** Selected extract follows **
The most commonly encountered iron corrosion products are:  

Fe(OH)2 ferrous hydroxide
FeO(OH) ferro-hydroxide
FeCl2 ferrous chloride, anhydrous
FeCl2 · H2O ferrous chloride, hydrated
FeS ferrous sulfide
Fe3O4 or FeO ·Fe2O3 ferro-ferrous oxide (magnetite)
2Fe3O4 · H2O magnetite, hydrated
2Fe2O3 · 3H2O ferric hydroxide (common rust)
Fe2O3 ferric oxide
FeCl3 ferric chloride, anhydrous
FeCl3 · x H2O ferric chloride, hydrated

On metal objects recovered from shipwrecks, the most prevalent iron corrosion products are ferrous sulfide, magnetite, ferrous hydroxide, and iron chlorides. Many iron objects will completely convert to ferrous sulfide, leaving only a loose slush within a natural mold of encrustation. Other iron objects will completely mineralize to a massive oxide, magnetite, but retain their structural integrity and surface detail; some will be completely degraded to a loose granular oxide. In each case, iron sulfides are present in varying degrees. Also, iron chlorides are always a component part of any of the iron corrosion products. The main difference between exposed and buried iron concretions is the prevalence of magnetite in buried encrustations and the prevalence of ferro-hydroxide and ferric oxide in encrustations exposed to open sea water (North and MacLeod 1987:78), especially in high-energy zones, such as reefs.

Once iron has been removed from a marine environment, the corrosion process will continue, and even accelerate, unless certain precautions are taken. It is essential that iron artifacts be properly stored in an inhibitive solution to prevent further corrosion. If the iron in an encrustation is exposed to the air or to an uninhibited solution, the ferrous compounds can oxidize to a ferric state, which will occupy a greater volume and will scale off the surface. This process can disfigure an object and eventually destroy it. Without exception, it is much better to conserve iron artifacts with ferrous corrosion products rather than one with ferric corrosion products. Every precaution should be taken to prevent the ferrous corrosion products from oxidizing to ferric products through proper storage and treatment.
** End of Selected extract **
§ Exercise instructions: From the text on iron corrosion products, output the passage from "Fe(OH)2 ferrous hydroxide" up to and including "hydroxide (common rust)" without any changes. The rows that follow were drawn from a separate source unrelated to the text above.
** Dataset content follows **
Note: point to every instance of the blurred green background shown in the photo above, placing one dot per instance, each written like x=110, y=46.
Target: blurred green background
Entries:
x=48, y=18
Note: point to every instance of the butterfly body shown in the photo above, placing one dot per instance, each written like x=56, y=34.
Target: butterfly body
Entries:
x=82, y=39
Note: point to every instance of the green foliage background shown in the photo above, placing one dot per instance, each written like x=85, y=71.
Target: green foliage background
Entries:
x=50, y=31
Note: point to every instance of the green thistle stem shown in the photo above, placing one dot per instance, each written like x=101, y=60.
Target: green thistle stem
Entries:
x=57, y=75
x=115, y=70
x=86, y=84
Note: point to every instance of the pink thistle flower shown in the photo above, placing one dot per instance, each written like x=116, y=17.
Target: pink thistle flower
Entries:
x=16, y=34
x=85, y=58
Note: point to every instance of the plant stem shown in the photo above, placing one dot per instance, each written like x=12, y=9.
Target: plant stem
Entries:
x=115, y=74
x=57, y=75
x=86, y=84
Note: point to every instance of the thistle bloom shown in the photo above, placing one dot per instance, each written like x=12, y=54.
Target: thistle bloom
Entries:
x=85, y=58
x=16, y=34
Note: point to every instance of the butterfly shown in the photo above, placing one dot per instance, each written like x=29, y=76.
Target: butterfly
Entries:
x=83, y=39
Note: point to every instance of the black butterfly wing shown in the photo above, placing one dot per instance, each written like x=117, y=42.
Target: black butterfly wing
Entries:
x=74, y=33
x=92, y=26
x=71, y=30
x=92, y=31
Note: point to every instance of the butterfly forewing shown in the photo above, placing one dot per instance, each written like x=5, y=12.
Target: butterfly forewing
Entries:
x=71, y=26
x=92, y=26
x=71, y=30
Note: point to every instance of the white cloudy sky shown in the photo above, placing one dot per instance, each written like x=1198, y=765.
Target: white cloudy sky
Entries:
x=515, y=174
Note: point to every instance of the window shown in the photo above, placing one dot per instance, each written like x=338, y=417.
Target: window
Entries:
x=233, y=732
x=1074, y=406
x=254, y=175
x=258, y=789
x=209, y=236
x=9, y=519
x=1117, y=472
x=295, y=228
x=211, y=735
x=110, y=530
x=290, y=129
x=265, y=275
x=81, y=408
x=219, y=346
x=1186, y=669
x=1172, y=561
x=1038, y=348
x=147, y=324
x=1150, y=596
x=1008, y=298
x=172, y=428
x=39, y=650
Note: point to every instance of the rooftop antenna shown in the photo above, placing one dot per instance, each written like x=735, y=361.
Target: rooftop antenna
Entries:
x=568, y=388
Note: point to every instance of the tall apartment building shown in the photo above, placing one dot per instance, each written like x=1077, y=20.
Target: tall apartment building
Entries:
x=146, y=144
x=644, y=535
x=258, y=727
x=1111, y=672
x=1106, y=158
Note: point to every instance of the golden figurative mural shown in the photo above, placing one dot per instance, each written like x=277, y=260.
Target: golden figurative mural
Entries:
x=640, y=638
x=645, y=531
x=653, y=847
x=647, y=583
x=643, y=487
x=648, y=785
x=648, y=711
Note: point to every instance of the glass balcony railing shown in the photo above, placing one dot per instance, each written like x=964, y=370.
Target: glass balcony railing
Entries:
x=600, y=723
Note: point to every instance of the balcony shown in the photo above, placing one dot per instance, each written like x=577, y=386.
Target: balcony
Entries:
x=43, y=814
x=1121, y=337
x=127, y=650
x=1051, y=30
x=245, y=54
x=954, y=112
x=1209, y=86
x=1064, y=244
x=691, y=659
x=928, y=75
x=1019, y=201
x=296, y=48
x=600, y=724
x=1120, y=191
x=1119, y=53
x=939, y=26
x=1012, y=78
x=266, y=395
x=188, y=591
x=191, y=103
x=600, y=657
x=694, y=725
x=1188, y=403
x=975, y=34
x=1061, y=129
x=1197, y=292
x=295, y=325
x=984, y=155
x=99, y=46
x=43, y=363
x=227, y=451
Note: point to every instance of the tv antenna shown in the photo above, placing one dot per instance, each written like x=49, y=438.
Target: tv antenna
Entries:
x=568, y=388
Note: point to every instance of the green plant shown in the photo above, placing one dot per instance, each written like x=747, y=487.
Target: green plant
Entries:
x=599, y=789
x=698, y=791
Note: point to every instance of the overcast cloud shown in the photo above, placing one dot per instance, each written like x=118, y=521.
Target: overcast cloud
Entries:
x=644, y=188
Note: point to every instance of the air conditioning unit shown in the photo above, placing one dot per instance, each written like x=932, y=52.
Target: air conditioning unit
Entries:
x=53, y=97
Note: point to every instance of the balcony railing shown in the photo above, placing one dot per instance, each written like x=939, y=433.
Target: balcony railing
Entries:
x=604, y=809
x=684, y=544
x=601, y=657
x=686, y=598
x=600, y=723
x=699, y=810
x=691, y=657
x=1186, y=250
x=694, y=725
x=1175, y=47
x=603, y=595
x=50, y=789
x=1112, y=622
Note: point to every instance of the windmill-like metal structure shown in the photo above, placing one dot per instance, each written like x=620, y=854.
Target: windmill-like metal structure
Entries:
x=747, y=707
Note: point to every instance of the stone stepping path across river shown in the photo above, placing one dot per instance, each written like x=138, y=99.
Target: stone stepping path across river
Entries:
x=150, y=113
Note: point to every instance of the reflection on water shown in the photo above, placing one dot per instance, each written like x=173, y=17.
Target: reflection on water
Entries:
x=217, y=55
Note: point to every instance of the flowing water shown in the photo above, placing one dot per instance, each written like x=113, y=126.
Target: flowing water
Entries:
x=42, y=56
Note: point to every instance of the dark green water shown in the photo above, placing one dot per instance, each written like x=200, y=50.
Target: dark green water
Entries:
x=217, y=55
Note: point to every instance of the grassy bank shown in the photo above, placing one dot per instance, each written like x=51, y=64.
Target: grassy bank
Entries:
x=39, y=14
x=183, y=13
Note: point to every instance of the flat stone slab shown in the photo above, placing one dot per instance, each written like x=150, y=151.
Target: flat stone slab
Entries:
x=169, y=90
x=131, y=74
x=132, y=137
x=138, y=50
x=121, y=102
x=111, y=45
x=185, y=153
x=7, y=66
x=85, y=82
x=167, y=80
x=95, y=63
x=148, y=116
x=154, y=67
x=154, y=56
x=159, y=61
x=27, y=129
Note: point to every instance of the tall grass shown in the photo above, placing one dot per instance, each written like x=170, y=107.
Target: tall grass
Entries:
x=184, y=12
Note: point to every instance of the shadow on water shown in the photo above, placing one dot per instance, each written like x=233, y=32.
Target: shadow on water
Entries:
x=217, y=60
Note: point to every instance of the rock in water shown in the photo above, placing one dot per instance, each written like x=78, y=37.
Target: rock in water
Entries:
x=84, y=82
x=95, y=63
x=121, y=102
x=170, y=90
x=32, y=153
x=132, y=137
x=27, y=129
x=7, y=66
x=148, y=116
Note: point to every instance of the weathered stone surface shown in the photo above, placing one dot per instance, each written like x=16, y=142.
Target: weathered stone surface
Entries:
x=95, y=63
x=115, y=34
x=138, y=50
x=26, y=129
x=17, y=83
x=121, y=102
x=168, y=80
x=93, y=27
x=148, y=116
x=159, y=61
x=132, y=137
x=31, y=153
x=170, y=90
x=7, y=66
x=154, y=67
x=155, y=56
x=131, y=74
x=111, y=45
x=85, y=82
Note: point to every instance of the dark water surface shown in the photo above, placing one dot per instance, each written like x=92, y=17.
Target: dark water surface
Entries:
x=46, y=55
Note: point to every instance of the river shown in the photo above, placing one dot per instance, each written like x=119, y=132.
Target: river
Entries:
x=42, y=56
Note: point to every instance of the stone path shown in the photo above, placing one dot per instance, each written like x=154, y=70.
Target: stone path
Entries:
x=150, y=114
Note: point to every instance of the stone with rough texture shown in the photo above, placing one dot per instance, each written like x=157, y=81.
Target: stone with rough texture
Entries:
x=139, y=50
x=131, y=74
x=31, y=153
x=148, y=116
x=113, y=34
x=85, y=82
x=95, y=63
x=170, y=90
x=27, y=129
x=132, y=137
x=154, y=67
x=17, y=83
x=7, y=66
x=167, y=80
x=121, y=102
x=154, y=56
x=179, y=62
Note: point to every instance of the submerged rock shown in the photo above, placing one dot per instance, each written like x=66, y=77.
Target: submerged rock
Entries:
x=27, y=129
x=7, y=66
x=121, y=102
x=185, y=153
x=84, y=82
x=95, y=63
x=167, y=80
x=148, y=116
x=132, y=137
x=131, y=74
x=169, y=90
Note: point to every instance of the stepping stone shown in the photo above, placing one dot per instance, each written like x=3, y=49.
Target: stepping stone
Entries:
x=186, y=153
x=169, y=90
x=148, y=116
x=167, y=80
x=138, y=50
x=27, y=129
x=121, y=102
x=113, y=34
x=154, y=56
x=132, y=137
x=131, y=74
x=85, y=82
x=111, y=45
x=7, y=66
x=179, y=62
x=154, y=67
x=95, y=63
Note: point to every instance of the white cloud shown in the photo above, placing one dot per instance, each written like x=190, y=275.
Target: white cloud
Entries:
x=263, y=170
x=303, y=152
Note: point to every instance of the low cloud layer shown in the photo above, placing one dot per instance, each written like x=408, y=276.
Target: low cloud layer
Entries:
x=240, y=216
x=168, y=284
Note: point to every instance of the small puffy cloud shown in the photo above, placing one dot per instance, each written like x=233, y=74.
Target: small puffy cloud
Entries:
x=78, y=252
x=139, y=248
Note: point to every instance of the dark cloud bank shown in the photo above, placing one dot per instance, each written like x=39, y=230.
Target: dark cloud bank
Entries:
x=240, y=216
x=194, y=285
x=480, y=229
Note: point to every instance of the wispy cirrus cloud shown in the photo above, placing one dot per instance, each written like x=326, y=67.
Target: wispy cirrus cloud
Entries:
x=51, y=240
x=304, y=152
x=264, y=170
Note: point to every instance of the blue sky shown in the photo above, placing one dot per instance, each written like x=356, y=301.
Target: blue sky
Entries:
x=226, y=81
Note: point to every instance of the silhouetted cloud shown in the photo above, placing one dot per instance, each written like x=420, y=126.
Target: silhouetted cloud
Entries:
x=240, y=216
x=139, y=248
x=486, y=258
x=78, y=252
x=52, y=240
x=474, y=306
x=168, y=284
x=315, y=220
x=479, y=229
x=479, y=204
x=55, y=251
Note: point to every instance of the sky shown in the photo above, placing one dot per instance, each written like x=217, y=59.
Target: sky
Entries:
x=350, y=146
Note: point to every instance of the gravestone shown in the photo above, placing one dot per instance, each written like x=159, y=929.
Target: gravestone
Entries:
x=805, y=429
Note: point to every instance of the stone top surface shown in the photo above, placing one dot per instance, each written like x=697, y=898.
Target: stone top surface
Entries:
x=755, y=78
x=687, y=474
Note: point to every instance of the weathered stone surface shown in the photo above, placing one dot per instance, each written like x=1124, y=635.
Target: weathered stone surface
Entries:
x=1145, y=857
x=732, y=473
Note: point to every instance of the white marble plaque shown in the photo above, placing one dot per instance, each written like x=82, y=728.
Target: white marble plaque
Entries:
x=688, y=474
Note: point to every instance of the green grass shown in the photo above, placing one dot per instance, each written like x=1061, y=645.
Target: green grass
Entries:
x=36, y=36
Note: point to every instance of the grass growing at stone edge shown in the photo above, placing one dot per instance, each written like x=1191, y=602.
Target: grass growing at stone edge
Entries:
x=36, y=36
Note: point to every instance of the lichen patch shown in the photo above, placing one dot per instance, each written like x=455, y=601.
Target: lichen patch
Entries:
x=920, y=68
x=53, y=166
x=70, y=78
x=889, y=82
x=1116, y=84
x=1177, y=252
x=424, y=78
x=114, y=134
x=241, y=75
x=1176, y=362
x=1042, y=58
** End of Dataset content **
§ Task output:
Fe(OH)2 ferrous hydroxide
FeO(OH) ferro-hydroxide
FeCl2 ferrous chloride, anhydrous
FeCl2 · H2O ferrous chloride, hydrated
FeS ferrous sulfide
Fe3O4 or FeO ·Fe2O3 ferro-ferrous oxide (magnetite)
2Fe3O4 · H2O magnetite, hydrated
2Fe2O3 · 3H2O ferric hydroxide (common rust)